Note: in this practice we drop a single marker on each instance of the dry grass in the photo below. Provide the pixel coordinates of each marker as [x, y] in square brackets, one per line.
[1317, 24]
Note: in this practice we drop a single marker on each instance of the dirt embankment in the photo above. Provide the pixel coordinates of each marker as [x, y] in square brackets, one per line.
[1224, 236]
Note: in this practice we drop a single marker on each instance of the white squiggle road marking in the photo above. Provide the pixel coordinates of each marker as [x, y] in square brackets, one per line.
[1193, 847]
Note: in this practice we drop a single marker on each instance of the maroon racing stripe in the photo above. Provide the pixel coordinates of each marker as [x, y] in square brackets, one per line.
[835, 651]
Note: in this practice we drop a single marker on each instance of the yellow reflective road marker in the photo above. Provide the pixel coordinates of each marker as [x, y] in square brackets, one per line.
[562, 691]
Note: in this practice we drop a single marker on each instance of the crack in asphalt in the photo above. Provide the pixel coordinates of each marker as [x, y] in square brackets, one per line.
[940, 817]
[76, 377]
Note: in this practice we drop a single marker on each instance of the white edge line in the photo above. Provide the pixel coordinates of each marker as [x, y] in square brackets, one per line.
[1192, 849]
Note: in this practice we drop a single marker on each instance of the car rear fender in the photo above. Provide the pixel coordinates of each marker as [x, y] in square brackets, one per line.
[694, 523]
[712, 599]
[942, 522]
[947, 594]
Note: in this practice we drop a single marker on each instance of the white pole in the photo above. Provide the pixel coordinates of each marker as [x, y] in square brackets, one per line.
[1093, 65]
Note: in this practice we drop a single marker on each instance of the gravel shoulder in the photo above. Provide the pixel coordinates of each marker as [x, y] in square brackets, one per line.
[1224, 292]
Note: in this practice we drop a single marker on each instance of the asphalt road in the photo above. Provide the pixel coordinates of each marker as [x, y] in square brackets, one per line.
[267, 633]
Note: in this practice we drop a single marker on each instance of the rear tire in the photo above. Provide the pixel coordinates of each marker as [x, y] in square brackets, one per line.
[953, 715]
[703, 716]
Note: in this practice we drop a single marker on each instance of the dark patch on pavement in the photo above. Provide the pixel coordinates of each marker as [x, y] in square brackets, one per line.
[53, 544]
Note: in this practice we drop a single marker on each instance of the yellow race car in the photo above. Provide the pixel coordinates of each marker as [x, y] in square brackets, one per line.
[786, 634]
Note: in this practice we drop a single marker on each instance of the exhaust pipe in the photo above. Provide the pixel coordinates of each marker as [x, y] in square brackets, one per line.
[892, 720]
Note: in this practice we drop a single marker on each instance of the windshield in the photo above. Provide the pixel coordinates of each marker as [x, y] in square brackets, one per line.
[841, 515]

-- Short exercise --
Please reproduce all of the data above line for line, changing nothing.

-- Solution to this task --
Note: in this practice we drop a single marker on each instance of the dry grass in the photo below. Provide the pixel coordinates of each marker as [x, y] in square brackets, one per line.
[1317, 24]
Note: in this practice we drop a single marker on each instance of the dirt embankment in the photo above. Provide the pixel coordinates of each marker as [x, y] in square brackets, one per line.
[1224, 236]
Note: in this practice we drop a single marker on each instance of the white squiggle road marking in the photo above. Provide the pixel coordinates of each marker as [x, y] in square brackets, one per line.
[1193, 847]
Note: in this practice we drop a single marker on each instance of the maroon racing stripe in the photo above. Provide the pixel coordinates of each marker as [x, y] in square brackets, one per line.
[835, 651]
Note: in this practice we drop a single marker on each instance of the yellow reflective road marker in the photo above. Provide the pixel coordinates of each marker as [x, y] in square brackets, one per line.
[562, 691]
Note: in this practice we drop a single marker on each instance of the crack in asphalt in the photo above. Provide the pixel coordinates of each marker as [x, y] in square brackets, one per line.
[940, 817]
[76, 377]
Note: in this practice we drop a single marker on each instance of the white edge line in the photo above. Provide the pixel coordinates of each marker as [x, y] in square brackets, one per line.
[1192, 849]
Note: in this practice we drop a single marker on each instance of the car rear fender in the photo above. Provide the pixel coordinates of each marker as [x, y] in square brackets, one per line.
[694, 523]
[712, 599]
[942, 522]
[947, 594]
Note: in this practice we drop a single marker on each instance of the white pole in the photo above. Provide the pixel coordinates of each marker as [x, y] in square brackets, one per line.
[1093, 65]
Note: in this practice we drop a single marker on each instance of the gravel shoulder in the photo above. Provide the pixel coordinates of each marker as [x, y] in square brackets, one per line.
[1224, 292]
Note: in this practice we drop a single marker on each instance of the asphalt road in the photo above. Provide the pixel coordinates of each marker as [x, y] in square brackets, one per line.
[267, 633]
Note: in this practice we drop a single marker on each instance of the rear tire in the photo above. Provide the pixel coordinates of each marker as [x, y] in square brackets, one per line.
[953, 715]
[703, 716]
Note: in this practice we drop a single marker on each instance of the dark patch on pavement in the photo above. Provide the pixel coordinates of each marker as [x, y] in square brackets, one per line.
[53, 544]
Note: in this practice we drop a single marker on each instance of the yellow race car in the photo above. Provide the pixel coordinates of each marker as [x, y] in square brackets, one per line.
[786, 634]
Note: in this practice we drop a single marker on each instance of the exhaust pipe in the photo above. Provide the pixel coordinates of each marker as [x, y] in square brackets, one per line.
[892, 720]
Note: in this practice we drop a single marker on each instance of the windshield in the photo above. Provide the pixel coordinates of each marker as [x, y] in square brackets, one per line.
[841, 515]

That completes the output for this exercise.